§ EXCERPTED PASSAGE
§ §

Rising Affluence In The Asia-Pacific Region Has Led To A Growing
Population Of Young Middle-Class Drug Users Fed By Booming Illicit
Domestic Markets, Writes Cameron Stewart

WHEN the North Korean ship the Pong Su mysteriously appeared off the
Victorian coast in 2003 to dump its deadly haul of heroin here,
authorities hoped it was a one-off crime, a brazen act by a desperate
nation. That now seems unlikely. A significant new report, obtained
exclusively by The Australian, shows Australia is almost certain to
be targeted by other heroin ships.

What's more, it reveals there is a ghostly armada of Pong Sus out
there today, plying the waters of Asia and the Pacific carrying drugs
to unsuspecting victims around the world.

In one of the most chilling studies of its kind, the Australian
National Council on Drugs, the principal advisory body to the federal
Government on drug policy, has taken a rare and comprehensive
snapshot of the Asia-Pacific region.

Its 215-page report finds that, despite record numbers of
drug-related arrests, the region is awash with illicit drugs, from
heroin to amphetamines to schoolyard glue.

These drugs are being aggressively sought by a new generation of
Asians, the rising affluent middle-class youth, and are being peddled
by the dirt poor who are increasingly left behind by economic development.

Meanwhile, the region's drug barons have pioneered brazen new routes
to deliver their deadly cargo to victims.

Gino Vumbaca, ANCD's executive officer, says the report debunks the
commonly held notion in Australia that Asia is only a supplier of
drugs, rather than a heavy user.

"The number of illicit drug users throughout the Asian region has
increased dramatically over the past decade," he says. "There is now
a very strong domestic market for illicit drug use in Asian countries."

The ANCD report says "the amount of illicit drugs now produced in
Asia, especially heroin and amphetamine-type substances, is
measurable in many tonnes a year.

"The numbers of people using and dependent on illicit drugs run into
the millions across the region. Issues of such magnitude challenge
the capacity of developed nations, let alone those that are
attempting to hasten social and economic development, often from a
low base," says the report, Situational Analysis of Illicit Drug
Issues in the Asia-Pacific Region.

While the report says it is difficult to be definitive about the
number of drug users, it concludes that China has up to 12 million,
while four other Asian nations - Indonesia, Thailand, Laos and The
Philippines - have more than two million between them.

§ §

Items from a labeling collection
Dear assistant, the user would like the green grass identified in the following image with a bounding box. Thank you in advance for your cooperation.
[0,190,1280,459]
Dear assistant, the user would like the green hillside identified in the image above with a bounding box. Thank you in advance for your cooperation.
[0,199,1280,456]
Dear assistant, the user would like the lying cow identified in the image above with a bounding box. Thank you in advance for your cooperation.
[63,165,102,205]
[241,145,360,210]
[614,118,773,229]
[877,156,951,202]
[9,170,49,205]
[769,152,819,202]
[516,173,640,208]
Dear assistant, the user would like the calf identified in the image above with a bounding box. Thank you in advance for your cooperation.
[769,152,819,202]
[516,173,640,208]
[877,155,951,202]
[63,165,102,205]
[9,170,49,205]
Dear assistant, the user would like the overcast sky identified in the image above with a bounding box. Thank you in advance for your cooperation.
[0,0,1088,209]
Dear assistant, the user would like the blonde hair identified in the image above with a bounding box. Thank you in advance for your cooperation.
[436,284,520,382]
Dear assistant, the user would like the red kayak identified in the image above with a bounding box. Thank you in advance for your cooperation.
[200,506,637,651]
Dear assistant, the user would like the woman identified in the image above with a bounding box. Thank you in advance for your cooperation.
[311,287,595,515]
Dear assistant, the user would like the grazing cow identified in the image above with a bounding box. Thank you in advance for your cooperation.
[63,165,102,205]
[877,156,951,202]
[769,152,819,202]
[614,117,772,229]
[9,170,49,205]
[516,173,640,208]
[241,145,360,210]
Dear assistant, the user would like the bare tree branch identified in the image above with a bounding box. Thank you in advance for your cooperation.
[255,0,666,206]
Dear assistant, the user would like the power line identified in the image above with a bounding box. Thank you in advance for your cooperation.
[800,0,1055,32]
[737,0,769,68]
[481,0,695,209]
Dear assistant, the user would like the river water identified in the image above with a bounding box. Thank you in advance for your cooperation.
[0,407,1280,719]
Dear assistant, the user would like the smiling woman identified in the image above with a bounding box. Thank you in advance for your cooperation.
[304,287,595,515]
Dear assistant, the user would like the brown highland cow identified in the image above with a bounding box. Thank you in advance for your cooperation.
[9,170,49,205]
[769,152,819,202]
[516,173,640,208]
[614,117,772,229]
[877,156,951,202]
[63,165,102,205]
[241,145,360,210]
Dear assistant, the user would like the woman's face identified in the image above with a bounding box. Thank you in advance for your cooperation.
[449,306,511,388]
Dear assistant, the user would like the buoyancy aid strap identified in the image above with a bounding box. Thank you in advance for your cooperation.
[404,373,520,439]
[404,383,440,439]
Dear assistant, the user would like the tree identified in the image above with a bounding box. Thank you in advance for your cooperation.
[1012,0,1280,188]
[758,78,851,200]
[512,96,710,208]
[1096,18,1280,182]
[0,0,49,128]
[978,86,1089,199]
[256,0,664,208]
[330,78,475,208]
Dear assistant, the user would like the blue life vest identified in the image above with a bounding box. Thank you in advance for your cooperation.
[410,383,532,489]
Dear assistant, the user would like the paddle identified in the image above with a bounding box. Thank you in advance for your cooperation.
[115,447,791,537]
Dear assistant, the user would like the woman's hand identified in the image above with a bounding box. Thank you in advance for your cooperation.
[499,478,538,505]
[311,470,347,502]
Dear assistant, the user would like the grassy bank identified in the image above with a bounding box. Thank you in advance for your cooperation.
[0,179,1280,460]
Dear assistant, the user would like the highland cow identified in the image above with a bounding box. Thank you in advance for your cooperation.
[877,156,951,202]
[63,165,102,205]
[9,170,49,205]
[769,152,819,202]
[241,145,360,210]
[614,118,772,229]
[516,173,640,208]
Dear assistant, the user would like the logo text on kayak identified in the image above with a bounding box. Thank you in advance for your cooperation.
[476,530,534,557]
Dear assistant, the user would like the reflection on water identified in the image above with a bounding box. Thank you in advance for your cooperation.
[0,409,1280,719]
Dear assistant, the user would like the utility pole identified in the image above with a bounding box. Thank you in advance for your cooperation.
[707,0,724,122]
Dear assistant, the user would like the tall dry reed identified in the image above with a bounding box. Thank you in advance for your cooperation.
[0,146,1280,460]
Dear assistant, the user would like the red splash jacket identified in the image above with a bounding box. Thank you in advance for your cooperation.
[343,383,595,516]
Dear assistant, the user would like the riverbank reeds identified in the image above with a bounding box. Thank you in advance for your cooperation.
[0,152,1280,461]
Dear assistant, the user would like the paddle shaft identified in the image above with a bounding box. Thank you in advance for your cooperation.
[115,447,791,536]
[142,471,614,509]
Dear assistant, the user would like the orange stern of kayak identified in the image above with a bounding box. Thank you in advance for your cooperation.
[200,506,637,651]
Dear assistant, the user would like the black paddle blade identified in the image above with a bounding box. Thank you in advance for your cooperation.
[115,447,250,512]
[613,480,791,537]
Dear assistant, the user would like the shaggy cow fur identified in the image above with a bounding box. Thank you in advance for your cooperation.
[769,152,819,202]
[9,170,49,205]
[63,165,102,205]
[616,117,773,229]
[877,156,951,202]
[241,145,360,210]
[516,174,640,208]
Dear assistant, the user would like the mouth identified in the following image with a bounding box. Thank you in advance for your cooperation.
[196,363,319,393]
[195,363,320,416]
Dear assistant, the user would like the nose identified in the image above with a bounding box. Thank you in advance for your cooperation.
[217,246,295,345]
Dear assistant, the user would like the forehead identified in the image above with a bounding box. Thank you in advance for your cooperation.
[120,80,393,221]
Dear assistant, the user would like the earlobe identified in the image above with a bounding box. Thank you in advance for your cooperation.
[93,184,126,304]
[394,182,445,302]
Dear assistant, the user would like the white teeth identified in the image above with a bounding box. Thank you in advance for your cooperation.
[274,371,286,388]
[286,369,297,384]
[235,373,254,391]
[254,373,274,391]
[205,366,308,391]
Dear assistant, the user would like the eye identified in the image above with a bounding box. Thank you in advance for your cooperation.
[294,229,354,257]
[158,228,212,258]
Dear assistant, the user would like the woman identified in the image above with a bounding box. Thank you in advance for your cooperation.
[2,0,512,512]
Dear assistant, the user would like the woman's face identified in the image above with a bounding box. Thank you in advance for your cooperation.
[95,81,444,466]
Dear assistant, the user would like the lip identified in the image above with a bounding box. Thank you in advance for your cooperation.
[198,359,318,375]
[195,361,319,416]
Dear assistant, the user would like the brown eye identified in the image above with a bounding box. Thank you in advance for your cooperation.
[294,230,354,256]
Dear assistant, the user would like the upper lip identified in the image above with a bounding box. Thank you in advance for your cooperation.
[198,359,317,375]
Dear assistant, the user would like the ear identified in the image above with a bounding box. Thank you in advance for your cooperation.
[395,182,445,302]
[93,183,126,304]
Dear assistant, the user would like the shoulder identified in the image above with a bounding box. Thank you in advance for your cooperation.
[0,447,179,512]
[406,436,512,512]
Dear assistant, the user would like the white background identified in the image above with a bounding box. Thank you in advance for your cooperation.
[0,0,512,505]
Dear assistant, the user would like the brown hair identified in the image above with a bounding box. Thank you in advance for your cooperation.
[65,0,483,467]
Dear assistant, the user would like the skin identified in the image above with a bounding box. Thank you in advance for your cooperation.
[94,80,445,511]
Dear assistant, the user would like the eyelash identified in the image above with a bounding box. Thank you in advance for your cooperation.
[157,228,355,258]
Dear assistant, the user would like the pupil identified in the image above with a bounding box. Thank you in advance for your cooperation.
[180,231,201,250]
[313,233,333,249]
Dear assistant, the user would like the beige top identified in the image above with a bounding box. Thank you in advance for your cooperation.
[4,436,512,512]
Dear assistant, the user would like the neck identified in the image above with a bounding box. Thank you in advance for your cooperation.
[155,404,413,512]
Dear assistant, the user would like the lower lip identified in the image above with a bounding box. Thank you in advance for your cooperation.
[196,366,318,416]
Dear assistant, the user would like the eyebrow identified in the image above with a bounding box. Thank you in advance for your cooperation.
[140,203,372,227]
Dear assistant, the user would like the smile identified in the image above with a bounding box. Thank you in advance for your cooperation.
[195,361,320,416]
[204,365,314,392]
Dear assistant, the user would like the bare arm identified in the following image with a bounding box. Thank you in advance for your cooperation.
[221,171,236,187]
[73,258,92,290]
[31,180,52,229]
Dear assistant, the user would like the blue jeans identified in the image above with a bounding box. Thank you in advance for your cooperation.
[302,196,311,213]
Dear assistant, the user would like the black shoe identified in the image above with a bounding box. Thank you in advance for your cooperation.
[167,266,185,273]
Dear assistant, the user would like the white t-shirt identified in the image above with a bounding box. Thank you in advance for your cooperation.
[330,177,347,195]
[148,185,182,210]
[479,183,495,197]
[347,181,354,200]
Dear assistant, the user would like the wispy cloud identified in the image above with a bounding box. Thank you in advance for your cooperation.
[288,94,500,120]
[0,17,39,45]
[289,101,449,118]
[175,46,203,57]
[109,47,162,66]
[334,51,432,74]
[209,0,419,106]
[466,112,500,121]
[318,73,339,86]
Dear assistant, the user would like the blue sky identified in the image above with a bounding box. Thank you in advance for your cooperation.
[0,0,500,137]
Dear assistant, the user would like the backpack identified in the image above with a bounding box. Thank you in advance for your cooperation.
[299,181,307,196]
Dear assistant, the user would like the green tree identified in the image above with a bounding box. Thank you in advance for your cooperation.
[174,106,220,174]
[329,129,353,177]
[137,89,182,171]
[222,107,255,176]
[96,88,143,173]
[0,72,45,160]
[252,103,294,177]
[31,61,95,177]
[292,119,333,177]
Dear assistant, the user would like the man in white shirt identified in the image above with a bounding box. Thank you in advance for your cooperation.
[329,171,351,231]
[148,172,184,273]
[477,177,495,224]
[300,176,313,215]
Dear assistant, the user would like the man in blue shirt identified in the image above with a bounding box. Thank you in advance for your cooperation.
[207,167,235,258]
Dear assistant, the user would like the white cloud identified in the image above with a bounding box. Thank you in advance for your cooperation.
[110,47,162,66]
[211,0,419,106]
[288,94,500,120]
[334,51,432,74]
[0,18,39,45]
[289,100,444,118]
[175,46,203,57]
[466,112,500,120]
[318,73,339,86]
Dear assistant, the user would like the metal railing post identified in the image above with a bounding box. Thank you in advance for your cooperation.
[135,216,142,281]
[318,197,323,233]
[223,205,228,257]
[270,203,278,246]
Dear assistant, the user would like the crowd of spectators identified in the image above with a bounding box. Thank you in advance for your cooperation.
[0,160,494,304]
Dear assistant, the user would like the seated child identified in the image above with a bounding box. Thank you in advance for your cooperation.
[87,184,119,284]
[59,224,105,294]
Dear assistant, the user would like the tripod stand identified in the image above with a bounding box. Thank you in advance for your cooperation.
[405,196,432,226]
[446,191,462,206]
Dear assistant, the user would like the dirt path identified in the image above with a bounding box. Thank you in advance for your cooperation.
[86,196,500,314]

§ §

§ THINGS TO DO
• 1. Answer these questions using the article on illicit drugs in the Asia-Pacific region:
(a) In what year did the Pong Su appear off the Victorian coast?
(b) How many pages long is the Australian National Council on Drugs report?
(c) Up to how many drug users does the report conclude China has?
• 2. Condense the paragraph beginning "While the report says it is difficult" in the article on illicit drugs in the Asia-Pacific region into one shorter sentence that keeps its main facts.
• 3. Carry on the article on illicit drugs in the Asia-Pacific region, starting right after its final sentence.

§ EXERCISE RESULTS
• 1.
(a) 2003
(b) 215 pages
(c) Up to 12 million

• 2. Though exact figures are hard to establish, the report concludes that China has up to 12 million drug users, while Indonesia, Thailand, Laos and the Philippines together have more than two million.

• 3.
The report does not spell out the implications for Australia, but
they are obvious and grim. A flourishing demand for drugs on
Australia's doorstep can lead only to greater production and greater
trafficking of illicit drugs, making it harder to prevent those drugs
landing here.

The growing threat posed by drugs in the region is one of the reasons
why the Australian Federal Police in August won cabinet approval to
double its international police force to about 1000 officers.

"We should not underestimate the threat that illicit drug use and
supply poses to the wider Asia-Pacific region's stability and the
potential impact of this situation on Australia," says Vumbaca.

The ANCD report slays several myths about drug use in Asia, most
notably the assumption that drug users are mostly poor and desperate.

While many drug users are impoverished, the fastest-growing group are
the affluent sons and daughters of those who are riding Asia's economic boom.

"Amphetamines are making substantial inroads into rapidly growing and
economically powerful youth cultures in many countries," the report
says. "This is especially the case among the children of political
leadership in some countries ... many young illicit drug users are
still living in a family environment."

Robert Ali of the University of Adelaide says middle-class
communities in Asia are clearly "struggling with the uptake of drug
use among their youth. This is particularly the case with
amphetamine-type stimulants and other designer drugs."

This new generation of dance-party clubbers is using ecstasy and
other Western fad drugs not traditionally seen in the region.

Australian model Michelle Leslie spent three months in a Bali prison
last year after being found with ecstasy in her handbag outside a dance party.

According to Leslie's defence team, Siti Namira, the daughter of a
prominent Indonesian, was the source of the two pills, part of a much
larger stash allegedly belonging to an Indonesian judge's son.

More frightening is that China can produce an ecstasy tablet more
cheaply than it can make a packet of chewing gum. Ecstasy tablets in
China can be produced for as little as US6c (8c) a tablet, the report says.

The ANCD says China has emerged as the drug giant of Asia, a
seething, uncontrolled hotbed of drug production and trafficking.

"In recent years the trafficking of drugs through China has increased
substantially ... most of the heroin produced in Burma (an estimated
63-73 tonnes a year) is now trafficked through China, which has
become an important shipment route for the international market."

New drug routes have also opened from Afghanistan into western China,
turning the old Silk Road in a drug superhighway.

But, as always, the drug mules who make this trade work are the most
impoverished.

"Increasingly, drug traffickers are found to be women, children and
poor, uneducated farmers who carry the drugs inside their bodies from
the Golden Triangle and then on to various districts of China," the
report says.

"Women couriers often swallow 400-500g of drugs encased in rubber,
then fly from Kunming to other parts of China under the pretext of
searching for employment."

From Australia's perspective, one of the most alarming aspects of
the study is the rise of Indonesia as a drug haven.

"Following the end of the Suharto era there has been considerable
growth in the drug trade," the report says. "Indonesia was previously
a transit rather than a destination country for illicit drugs, but
this has recently changed so that Indonesia is now a point of
transit, a destination and a source of drugs."

With a wild and often remote coastline of more than 8500km,
Indonesia's porous borders are a haven for drug smugglers, especially
those wanting their product to end up in Australia.

"Cocaine from the Andes travels via Brazil onwards to Hong Kong, then
to Denpasar and often to Australia," the report says.

Another alarming finding is that the Pacific Islands are increasingly
being used as transit points by drug smugglers.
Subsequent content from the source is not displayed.